Stated problem:
Reproduce the data word for word, starting at its first line and continuing up to and including the line that contains "[125,118,632,208]".

Extracted data:
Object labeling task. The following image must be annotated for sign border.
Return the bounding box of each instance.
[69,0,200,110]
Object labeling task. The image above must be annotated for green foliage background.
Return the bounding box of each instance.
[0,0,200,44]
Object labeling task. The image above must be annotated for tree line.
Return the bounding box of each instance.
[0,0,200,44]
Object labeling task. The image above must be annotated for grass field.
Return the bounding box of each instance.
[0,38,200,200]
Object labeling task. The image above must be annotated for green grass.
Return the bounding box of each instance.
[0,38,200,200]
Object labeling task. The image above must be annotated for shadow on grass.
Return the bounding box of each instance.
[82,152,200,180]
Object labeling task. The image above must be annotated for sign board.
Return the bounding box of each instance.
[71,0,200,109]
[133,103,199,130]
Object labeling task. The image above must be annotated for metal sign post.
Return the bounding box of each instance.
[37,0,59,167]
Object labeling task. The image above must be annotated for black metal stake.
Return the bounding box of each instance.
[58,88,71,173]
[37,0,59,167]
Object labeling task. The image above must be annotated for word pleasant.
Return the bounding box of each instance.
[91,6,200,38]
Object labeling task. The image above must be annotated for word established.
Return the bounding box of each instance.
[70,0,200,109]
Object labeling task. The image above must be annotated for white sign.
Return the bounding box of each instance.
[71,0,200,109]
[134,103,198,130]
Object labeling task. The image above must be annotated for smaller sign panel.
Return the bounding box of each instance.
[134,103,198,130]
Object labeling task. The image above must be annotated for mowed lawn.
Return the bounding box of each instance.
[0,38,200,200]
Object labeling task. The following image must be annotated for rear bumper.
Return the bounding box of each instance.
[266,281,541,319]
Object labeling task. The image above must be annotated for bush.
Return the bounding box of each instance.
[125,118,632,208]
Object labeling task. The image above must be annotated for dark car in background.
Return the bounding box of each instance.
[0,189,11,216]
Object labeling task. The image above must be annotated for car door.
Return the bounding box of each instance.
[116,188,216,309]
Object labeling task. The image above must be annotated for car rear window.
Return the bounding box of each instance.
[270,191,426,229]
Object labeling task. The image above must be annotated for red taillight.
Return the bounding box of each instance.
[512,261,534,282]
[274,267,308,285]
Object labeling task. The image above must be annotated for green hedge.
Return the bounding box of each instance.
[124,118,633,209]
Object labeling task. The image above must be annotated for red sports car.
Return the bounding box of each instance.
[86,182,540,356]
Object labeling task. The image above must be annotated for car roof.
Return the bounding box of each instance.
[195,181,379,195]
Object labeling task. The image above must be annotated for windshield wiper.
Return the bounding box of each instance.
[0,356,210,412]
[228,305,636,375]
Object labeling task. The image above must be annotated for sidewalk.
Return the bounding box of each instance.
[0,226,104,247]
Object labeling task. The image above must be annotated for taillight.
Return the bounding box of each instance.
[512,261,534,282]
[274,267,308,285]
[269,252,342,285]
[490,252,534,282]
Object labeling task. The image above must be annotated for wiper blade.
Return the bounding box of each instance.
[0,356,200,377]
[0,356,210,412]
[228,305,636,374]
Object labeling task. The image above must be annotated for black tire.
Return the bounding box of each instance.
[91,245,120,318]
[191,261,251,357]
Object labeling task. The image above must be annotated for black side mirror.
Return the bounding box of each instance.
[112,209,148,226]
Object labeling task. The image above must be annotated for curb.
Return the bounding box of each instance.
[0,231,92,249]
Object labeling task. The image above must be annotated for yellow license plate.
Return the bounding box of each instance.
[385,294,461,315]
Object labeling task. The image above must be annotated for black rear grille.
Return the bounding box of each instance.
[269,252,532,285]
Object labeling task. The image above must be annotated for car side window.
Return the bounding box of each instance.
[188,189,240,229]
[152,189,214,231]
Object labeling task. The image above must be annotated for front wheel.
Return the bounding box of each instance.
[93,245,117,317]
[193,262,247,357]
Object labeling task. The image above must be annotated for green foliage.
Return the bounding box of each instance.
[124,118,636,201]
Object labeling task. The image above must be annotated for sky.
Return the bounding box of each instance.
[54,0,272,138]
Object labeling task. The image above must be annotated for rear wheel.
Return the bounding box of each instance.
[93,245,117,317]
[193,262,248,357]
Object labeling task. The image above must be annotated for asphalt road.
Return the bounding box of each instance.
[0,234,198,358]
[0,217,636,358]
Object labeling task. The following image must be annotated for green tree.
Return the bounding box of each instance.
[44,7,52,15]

Solution to this problem:
Object labeling task. The following image must be annotated for sign border.
Return the bounding box of each instance.
[69,0,200,110]
Object labeling task. The image above must be annotated for green foliage background.
Return the bounding box of each instance.
[0,0,200,44]
Object labeling task. The image above must be annotated for tree line.
Return the bounding box of each instance.
[0,0,200,44]
Object labeling task. The image above must be annotated for grass field.
Return the bounding box of each instance.
[0,38,200,200]
Object labeling task. The image above must be annotated for green grass.
Return the bounding box of each instance.
[0,38,200,200]
Object labeling task. The image above must be annotated for shadow on grass.
Return the bounding box of each instance.
[82,152,200,180]
Object labeling task. The image above must be annotated for sign board.
Return the bounding box of each instance.
[71,0,200,109]
[133,103,199,130]
Object labeling task. The image above must be annotated for metal sign post.
Return the bounding box of each instance.
[37,0,59,167]
Object labeling task. The image above must be annotated for black metal stake.
Return the bounding box of each instance.
[58,88,71,173]
[37,0,59,167]
Object labeling task. The image above must be annotated for word pleasant.
Return the bounding box of each instance.
[91,6,200,38]
Object labeling task. The image above must be annotated for word established.
Return the bounding box of each instance.
[70,0,200,109]
Object labeling task. The image above must be annotated for white sign.
Return the bounding box of each instance.
[71,0,200,109]
[134,103,198,130]
Object labeling task. The image above must be annotated for smaller sign panel.
Return the bounding box of each instance.
[134,103,198,130]
Object labeling task. The image above must be annotated for mowed lawn.
Return the bounding box of each instance.
[0,38,200,200]
Object labeling task. The following image must be annotated for rear bumper.
Return the bounding box of each instance.
[266,281,541,319]
Object labeling task. The image above must be annotated for bush.
Return the bounding box of each instance.
[125,118,632,208]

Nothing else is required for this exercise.